*** Opening DATASET ENTRIES ***
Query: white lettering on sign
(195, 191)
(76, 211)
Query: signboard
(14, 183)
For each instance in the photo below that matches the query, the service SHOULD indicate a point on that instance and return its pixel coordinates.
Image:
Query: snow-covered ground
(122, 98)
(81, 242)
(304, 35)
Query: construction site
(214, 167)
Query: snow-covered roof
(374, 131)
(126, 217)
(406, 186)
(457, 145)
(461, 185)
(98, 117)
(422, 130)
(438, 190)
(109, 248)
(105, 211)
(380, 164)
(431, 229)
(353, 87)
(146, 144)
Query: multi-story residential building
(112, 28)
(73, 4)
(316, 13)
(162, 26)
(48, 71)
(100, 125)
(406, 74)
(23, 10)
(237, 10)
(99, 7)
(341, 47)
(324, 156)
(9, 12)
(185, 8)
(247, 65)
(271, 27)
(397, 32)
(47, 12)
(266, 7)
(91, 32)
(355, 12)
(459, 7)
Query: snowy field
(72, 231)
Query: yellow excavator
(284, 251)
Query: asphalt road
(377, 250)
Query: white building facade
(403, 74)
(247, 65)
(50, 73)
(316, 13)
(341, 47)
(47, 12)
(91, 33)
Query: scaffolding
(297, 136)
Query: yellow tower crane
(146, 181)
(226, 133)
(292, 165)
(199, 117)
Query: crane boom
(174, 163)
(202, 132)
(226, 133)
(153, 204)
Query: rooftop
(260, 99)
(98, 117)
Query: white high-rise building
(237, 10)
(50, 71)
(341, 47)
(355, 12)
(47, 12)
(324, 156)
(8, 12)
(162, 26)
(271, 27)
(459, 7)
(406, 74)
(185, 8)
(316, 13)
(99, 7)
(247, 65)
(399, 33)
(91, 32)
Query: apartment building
*** Closing DATASET ENTRIES ***
* WHAT IS NEEDED
Repeat all of the data exactly as given.

* TASK RESPONSE
Query: white lettering on sign
(195, 191)
(76, 211)
Query: signboard
(14, 183)
For each instance in the photo below that matches the query, the service SHOULD indicate a point on that instance and return its pixel coordinates.
Image:
Query: snow-covered ground
(122, 98)
(81, 242)
(304, 35)
Query: construction site
(214, 167)
Query: snow-covered roof
(374, 131)
(126, 217)
(406, 186)
(457, 145)
(461, 185)
(98, 117)
(422, 130)
(438, 190)
(109, 248)
(105, 211)
(380, 164)
(431, 229)
(353, 87)
(146, 144)
Query: multi-story residential building
(112, 28)
(73, 4)
(316, 13)
(162, 26)
(48, 71)
(100, 125)
(406, 74)
(23, 10)
(237, 10)
(99, 7)
(341, 47)
(324, 156)
(9, 12)
(185, 8)
(247, 65)
(271, 27)
(397, 32)
(47, 12)
(266, 7)
(91, 32)
(355, 12)
(459, 7)
Query: snowy field
(72, 231)
Query: yellow excavator
(284, 251)
Query: asphalt road
(377, 250)
Query: white building facade
(403, 74)
(247, 65)
(50, 73)
(316, 13)
(341, 47)
(47, 12)
(91, 33)
Query: scaffolding
(297, 136)
Query: yellow tower crane
(146, 181)
(226, 133)
(292, 165)
(199, 117)
Query: crane boom
(174, 163)
(202, 132)
(226, 133)
(153, 204)
Query: rooftop
(260, 99)
(98, 117)
Query: white high-rise building
(237, 10)
(50, 71)
(341, 47)
(355, 12)
(47, 12)
(324, 156)
(8, 12)
(162, 26)
(271, 27)
(459, 7)
(406, 74)
(185, 8)
(316, 13)
(99, 7)
(247, 65)
(399, 33)
(91, 32)
Query: apartment building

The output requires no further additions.